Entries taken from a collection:
-*-*-
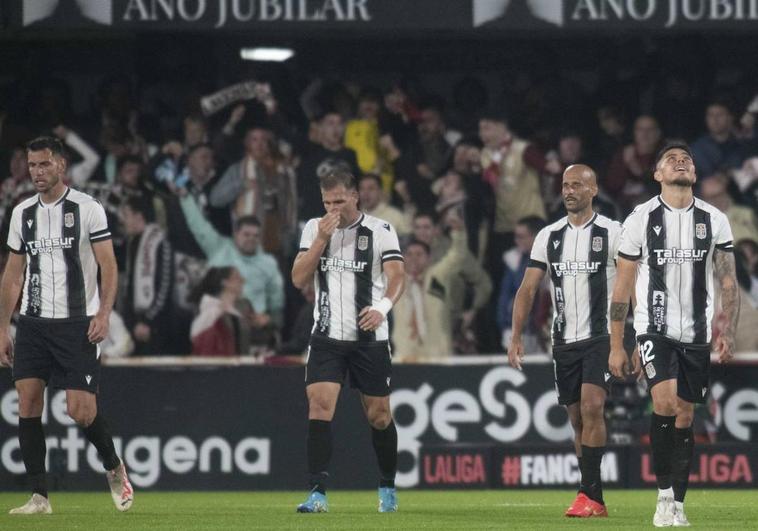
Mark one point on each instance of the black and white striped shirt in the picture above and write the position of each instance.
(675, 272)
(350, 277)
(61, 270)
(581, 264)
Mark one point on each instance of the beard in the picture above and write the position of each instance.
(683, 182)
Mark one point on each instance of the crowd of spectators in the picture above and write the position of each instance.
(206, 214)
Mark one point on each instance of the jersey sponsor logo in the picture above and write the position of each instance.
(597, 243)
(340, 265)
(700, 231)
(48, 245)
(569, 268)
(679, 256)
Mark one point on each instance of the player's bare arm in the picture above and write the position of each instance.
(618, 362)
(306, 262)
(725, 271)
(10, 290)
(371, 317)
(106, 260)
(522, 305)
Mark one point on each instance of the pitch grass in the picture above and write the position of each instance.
-*-*-
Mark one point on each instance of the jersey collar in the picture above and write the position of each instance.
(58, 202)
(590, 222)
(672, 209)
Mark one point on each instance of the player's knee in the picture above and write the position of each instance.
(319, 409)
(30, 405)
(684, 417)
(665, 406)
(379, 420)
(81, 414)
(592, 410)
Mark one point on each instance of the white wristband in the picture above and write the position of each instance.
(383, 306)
-*-*-
[What you are asked to do] Beginning at the line with "Mark one point on each instance of the jersey sponsor" and stopping after the line with "Mark one point on each instance of the pitch", please write out every line of the data above exactly and nothing else.

[Written solution]
Mark one point on each instance of the jersey sponsor logo in the picture above and write the position of each instance.
(597, 243)
(340, 265)
(700, 231)
(48, 245)
(569, 268)
(679, 256)
Mark one point on each instance of the player's bare arm in the picture above and write the position of each instance.
(618, 362)
(306, 262)
(725, 271)
(10, 290)
(371, 317)
(106, 260)
(522, 305)
Mark one point on each instance of the pitch grass in the picture above and write the position of each instance.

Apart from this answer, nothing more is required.